## Texte fourni

______________________________

Il a reçu la dernière lettre de Berta en 1942, qui lui disait qu’elle ne pourrait probablement plus lui écrire.
A nos enfants bien-aimés,
Vous avez probablement reçu nos dernières cartes postales d’adieu. Nous ne savions pas alors quel serait le jour exact de notre départ.
Comme l’a écrit votre cher Père, nous partirons le 25, et il semble donc que nous nous reverrons plus tôt que nous l’avions anticipé.
Nous vous envoyons une photo de nous en cadeau d’adieu, et nous espérons que vous la recevrez. Après tout, je veux que vous puissiez rencontrer le cher Père, et nous espérons tellement que cela arrive bientôt.
Maintenant, mes enfants aimés, portez-vous bien et priez pour nous, pour que Dieu prenne soin de nous, qu’Il nous protège et qu’Il vous protège ».
« Je ne pouvais pas croire ce que j’étais en train de lire », dit la fille de Keller, Edna Segev, qui, il y a plusieurs années, a aidé son père à traduire les lettres en hébreu avant de faire don des originaux à Yad Vashem. « Je ne sais pas si elle savait où elle allait. »
« Je pense qu’ils ne voulaient pas comprendre », indique Vicky Keller, la seconde épouse de Shimon. « Ils vivaient dans l’espoir que peut-être leur mère survivrait. »

______________________________

## Enregistrements d'un jeu de données
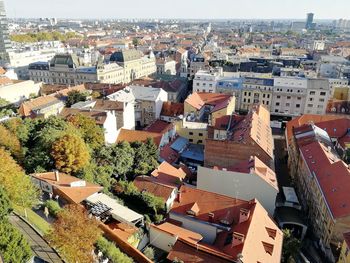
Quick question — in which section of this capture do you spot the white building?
[0,80,42,105]
[270,77,308,116]
[197,157,278,215]
[193,70,221,93]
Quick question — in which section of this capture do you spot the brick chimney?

______________________________

## Défi 1
Dites si chacune de ces phrases est conforme au texte, par oui ou par non, en citant les mots du texte qui le montrent : (a) La dernière lettre de Berta est arrivée en 1942. (b) Au moment d'envoyer leurs cartes postales d'adieu, les parents connaissaient déjà le jour exact de leur départ. (c) Les parents ont envoyé une photo d'eux en cadeau d'adieu.
## Défi 2
Recopiez mot pour mot le passage du texte qui commence aux mots « Nous vous envoyons » et s'arrête après « cela arrive bientôt. ».
La liste est un document à part, sans lien avec le texte.

## Réponse 1
(a) Oui : « Il a reçu la dernière lettre de Berta en 1942 ».
(b) Non : « Nous ne savions pas alors quel serait le jour exact de notre départ. »
(c) Oui : « Nous vous envoyons une photo de nous en cadeau d’adieu ».

## Réponse 2
Nous vous envoyons une photo de nous en cadeau d’adieu, et nous espérons que vous la recevrez. Après tout, je veux que vous puissiez rencontrer le cher Père, et nous espérons tellement que cela arrive bientôt.